• **WHAT THE TASK ASKS**
Note each line in the data holding the string "canyon" and report it.

• **INPUT DATA**

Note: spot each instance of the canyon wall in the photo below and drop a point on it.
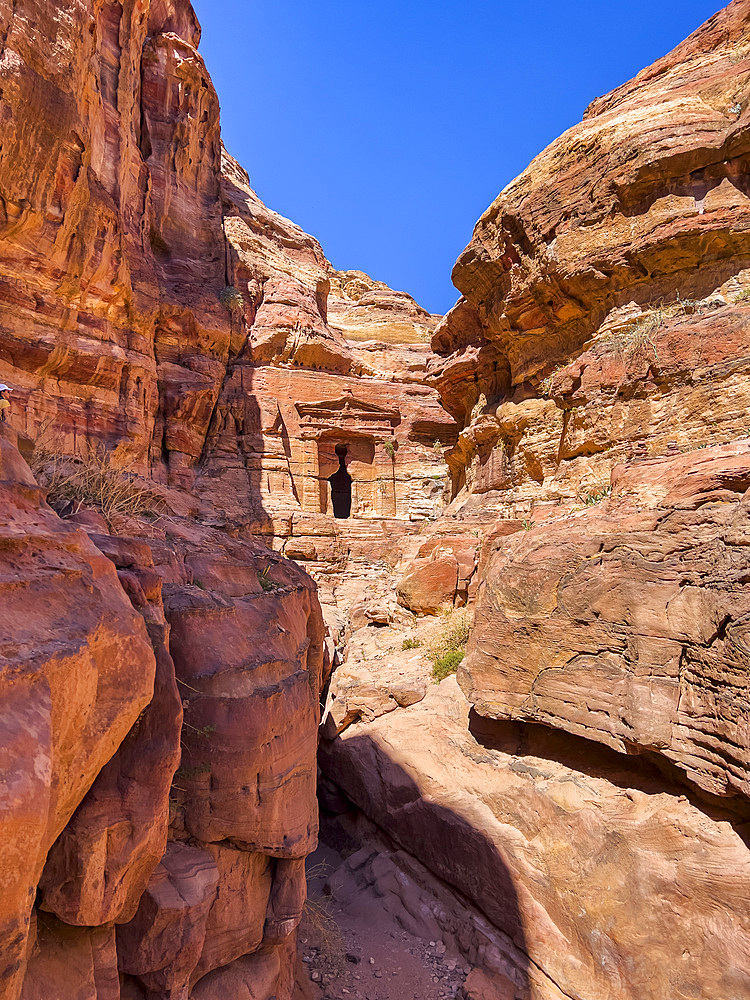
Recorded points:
(574, 805)
(162, 667)
(184, 364)
(582, 784)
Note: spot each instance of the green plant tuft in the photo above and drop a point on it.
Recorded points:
(232, 299)
(447, 664)
(411, 644)
(447, 650)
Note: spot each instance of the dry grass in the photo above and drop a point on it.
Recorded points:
(447, 650)
(91, 480)
(639, 336)
(318, 924)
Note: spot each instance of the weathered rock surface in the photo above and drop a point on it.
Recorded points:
(586, 785)
(627, 623)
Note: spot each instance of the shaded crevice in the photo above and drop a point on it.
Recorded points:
(642, 770)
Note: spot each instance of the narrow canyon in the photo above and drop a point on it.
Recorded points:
(350, 652)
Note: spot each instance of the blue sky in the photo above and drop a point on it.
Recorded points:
(385, 129)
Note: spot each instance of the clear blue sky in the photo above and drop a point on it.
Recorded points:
(386, 128)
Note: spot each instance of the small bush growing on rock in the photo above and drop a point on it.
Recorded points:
(448, 650)
(91, 480)
(319, 927)
(232, 299)
(411, 643)
(447, 664)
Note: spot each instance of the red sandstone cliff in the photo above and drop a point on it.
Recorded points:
(579, 805)
(143, 851)
(586, 786)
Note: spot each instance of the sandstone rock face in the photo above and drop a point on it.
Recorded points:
(627, 623)
(116, 333)
(585, 783)
(113, 251)
(78, 668)
(320, 360)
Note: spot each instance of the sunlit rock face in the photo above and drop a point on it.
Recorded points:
(585, 783)
(162, 672)
(579, 797)
(324, 365)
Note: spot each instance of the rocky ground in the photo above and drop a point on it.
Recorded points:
(353, 945)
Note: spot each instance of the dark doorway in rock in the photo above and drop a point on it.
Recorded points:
(341, 486)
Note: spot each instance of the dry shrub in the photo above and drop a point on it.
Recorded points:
(447, 650)
(91, 480)
(319, 925)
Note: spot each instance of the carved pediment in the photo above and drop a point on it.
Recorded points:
(349, 411)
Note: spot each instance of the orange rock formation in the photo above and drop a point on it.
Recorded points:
(570, 815)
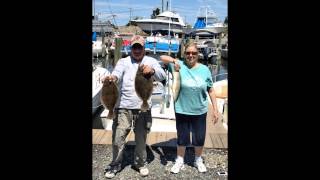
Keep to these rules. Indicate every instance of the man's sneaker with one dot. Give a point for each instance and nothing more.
(201, 167)
(143, 171)
(177, 166)
(111, 171)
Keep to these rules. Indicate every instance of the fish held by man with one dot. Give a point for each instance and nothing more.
(109, 96)
(176, 84)
(143, 87)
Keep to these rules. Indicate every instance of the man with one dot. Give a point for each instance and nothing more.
(128, 108)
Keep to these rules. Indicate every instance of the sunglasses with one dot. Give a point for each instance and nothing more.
(193, 53)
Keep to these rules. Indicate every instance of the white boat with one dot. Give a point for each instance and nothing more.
(208, 21)
(97, 74)
(161, 22)
(162, 44)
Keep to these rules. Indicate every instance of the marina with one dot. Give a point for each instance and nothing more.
(165, 32)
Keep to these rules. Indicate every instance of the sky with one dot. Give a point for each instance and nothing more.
(188, 9)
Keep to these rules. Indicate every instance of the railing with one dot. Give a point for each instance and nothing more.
(215, 76)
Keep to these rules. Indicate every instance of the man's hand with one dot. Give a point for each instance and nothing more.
(109, 78)
(216, 116)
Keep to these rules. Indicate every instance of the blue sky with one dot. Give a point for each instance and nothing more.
(188, 9)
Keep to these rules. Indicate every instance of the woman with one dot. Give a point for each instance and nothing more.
(191, 106)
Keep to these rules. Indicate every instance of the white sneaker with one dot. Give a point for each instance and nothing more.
(201, 167)
(177, 166)
(143, 171)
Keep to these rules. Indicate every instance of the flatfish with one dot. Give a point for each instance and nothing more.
(143, 87)
(109, 96)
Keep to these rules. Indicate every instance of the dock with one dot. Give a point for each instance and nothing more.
(216, 136)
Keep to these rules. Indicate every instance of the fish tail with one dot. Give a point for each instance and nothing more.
(144, 106)
(110, 114)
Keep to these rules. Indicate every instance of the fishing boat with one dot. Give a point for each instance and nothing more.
(163, 44)
(207, 21)
(161, 23)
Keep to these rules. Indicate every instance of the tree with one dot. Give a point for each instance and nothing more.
(155, 12)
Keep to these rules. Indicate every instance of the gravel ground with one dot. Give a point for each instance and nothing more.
(160, 160)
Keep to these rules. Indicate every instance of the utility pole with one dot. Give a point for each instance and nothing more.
(130, 17)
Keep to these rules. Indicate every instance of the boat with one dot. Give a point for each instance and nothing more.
(162, 44)
(161, 23)
(208, 21)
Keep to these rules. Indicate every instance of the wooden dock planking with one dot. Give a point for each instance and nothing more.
(224, 140)
(216, 141)
(213, 140)
(208, 142)
(171, 139)
(98, 136)
(107, 138)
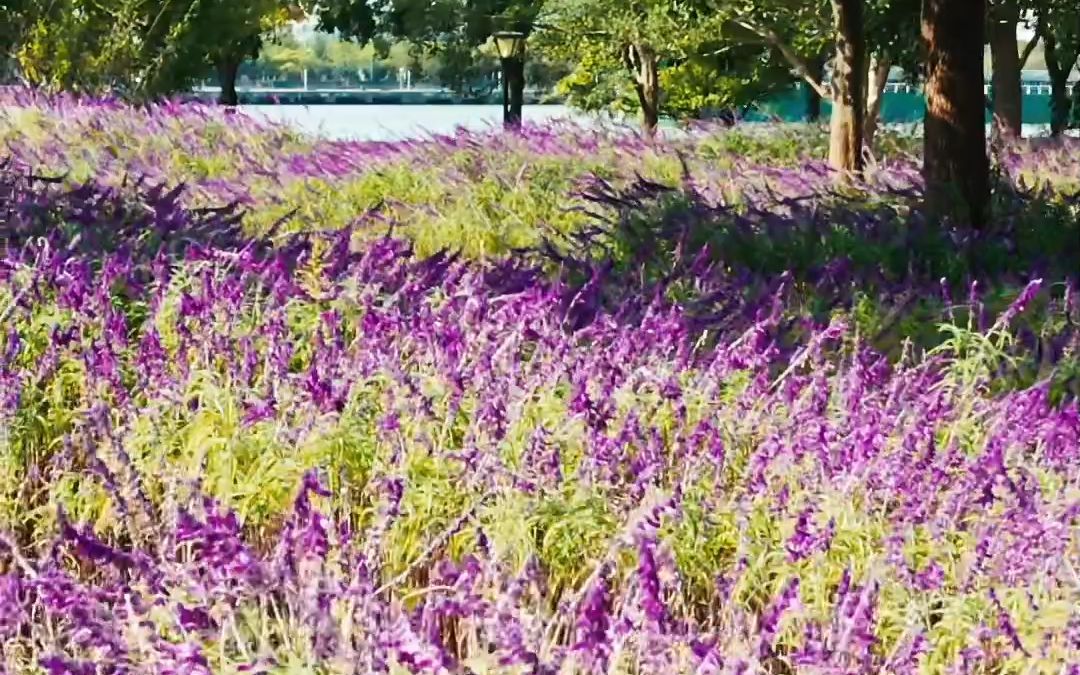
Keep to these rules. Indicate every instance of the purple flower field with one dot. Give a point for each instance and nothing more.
(277, 405)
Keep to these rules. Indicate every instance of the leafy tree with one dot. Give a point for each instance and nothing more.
(866, 39)
(143, 48)
(1060, 26)
(231, 31)
(451, 29)
(624, 45)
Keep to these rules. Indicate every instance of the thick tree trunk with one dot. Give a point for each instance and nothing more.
(956, 167)
(878, 77)
(642, 61)
(846, 132)
(228, 70)
(1008, 100)
(813, 98)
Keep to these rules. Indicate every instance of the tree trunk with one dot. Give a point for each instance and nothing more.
(513, 90)
(956, 169)
(1008, 100)
(228, 69)
(813, 98)
(878, 76)
(1060, 104)
(642, 61)
(846, 132)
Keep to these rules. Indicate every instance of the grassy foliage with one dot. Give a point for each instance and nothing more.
(605, 432)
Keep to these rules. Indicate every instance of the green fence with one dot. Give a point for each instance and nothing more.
(896, 108)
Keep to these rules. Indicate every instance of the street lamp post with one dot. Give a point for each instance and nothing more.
(511, 48)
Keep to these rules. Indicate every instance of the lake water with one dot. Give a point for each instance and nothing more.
(402, 122)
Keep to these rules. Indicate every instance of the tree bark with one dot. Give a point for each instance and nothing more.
(513, 90)
(846, 132)
(878, 77)
(1060, 104)
(228, 69)
(643, 63)
(956, 169)
(813, 98)
(1008, 100)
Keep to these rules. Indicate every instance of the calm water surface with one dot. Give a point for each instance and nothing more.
(402, 122)
(399, 122)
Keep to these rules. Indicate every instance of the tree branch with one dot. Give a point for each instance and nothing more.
(1030, 45)
(799, 64)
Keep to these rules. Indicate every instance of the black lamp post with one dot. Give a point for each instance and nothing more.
(511, 48)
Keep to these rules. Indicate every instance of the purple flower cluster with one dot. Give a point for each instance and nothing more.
(320, 453)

• **ANSWER AREA**
Note: spot each instance of the canyon wall in the photo below and drop a point on it.
Note: spot each instance of the narrow canyon in the photo above and drop a point on it.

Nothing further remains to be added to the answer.